----- GIVEN RECORDS -----

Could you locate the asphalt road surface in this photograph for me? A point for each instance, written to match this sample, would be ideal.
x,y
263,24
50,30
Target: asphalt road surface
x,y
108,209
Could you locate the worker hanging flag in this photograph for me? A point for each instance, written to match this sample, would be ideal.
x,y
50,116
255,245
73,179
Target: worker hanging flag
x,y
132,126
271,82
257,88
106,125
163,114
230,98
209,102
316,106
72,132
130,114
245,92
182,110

-----

Please reproduce the records from the line that contains "Could you locate the worker" through the end of the records, substituting "banner" for every "flag" and leaving everything else unchanged.

Could you locate the worker hanging banner in this photograph for me? A point for each instance, written to match this sample, would be ideal.
x,y
50,116
255,245
73,179
Target: worker hanging banner
x,y
132,126
271,82
257,88
106,125
163,114
230,98
209,102
316,106
72,132
130,114
245,92
182,110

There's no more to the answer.